Work instructions – Reproduce the stretch from the line containing "TARGET = white tennis shoe" through the end of the lines, offsetting every coordinate in the points by 35. Copy every other line in that stretch unchanged.

Records for processing –
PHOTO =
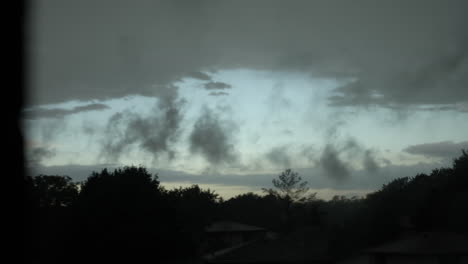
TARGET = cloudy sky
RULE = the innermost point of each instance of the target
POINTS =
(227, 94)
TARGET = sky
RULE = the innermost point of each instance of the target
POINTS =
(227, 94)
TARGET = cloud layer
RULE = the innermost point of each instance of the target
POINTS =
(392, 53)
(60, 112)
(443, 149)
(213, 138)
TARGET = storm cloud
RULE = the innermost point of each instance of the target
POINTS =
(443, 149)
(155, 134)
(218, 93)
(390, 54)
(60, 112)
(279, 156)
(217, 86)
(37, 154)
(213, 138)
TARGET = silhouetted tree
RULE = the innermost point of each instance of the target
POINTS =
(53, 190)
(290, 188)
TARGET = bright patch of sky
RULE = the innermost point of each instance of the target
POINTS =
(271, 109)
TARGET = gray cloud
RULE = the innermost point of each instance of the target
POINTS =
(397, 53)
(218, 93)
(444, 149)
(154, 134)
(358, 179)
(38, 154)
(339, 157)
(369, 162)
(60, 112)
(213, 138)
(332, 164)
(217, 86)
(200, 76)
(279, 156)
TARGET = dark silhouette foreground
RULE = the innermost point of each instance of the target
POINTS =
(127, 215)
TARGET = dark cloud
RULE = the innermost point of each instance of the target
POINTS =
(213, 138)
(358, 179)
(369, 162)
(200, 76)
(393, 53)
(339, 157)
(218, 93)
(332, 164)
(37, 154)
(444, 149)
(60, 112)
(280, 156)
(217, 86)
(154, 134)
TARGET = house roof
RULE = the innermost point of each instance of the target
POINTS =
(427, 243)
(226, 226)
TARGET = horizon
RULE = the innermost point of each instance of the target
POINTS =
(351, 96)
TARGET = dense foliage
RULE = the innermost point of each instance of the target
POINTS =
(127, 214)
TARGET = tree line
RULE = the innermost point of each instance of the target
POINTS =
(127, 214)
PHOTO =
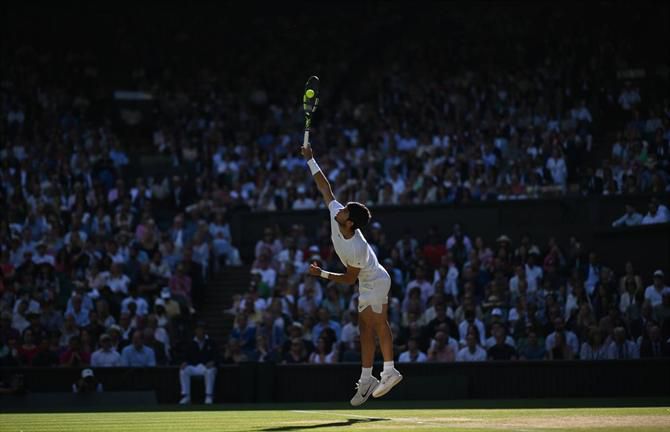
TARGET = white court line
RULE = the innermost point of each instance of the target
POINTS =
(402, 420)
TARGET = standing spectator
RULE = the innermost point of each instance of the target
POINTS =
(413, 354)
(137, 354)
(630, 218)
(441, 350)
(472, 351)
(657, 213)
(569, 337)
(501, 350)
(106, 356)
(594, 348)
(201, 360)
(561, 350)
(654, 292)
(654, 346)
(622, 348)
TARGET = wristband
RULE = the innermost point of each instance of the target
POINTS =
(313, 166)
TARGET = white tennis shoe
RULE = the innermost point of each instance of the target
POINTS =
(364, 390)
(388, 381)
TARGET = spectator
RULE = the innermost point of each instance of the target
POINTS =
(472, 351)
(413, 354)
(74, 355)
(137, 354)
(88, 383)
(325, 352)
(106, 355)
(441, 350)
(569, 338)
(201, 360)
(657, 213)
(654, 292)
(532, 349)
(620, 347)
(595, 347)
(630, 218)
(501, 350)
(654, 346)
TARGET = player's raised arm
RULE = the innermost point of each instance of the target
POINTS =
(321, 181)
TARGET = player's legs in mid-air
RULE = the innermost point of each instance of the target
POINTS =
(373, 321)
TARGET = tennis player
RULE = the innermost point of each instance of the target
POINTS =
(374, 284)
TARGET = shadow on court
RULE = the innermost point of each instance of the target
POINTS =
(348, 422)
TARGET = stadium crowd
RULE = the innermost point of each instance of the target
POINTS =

Solution to this task –
TARGET = white tennis shoe
RULE = the innermost point of each instance of the target
POINTS =
(399, 425)
(423, 416)
TARGET = spectator
RULE = the innermost point of each instance of the target
POINTS =
(507, 386)
(448, 389)
(109, 390)
(172, 389)
(123, 418)
(360, 387)
(141, 390)
(476, 385)
(604, 373)
(236, 395)
(692, 248)
(689, 327)
(567, 384)
(655, 382)
(630, 382)
(665, 253)
(536, 385)
(689, 381)
TARGET = player's raised arm
RULE = the innermost point of each instance of the target
POINTS =
(356, 216)
TARGET = player's legs in mid-air
RULE = the innermost point of each instance of the target
POINTS =
(408, 356)
TARGET = tennis player
RULE = the innermost point of each instance of the target
POINTS =
(409, 319)
TARGET = shadow on court
RULE = the innermost point of each instance of the target
POINTS =
(383, 457)
TARGET = stadium crowd
RULE = the innermost point of each instance of the target
POINTS =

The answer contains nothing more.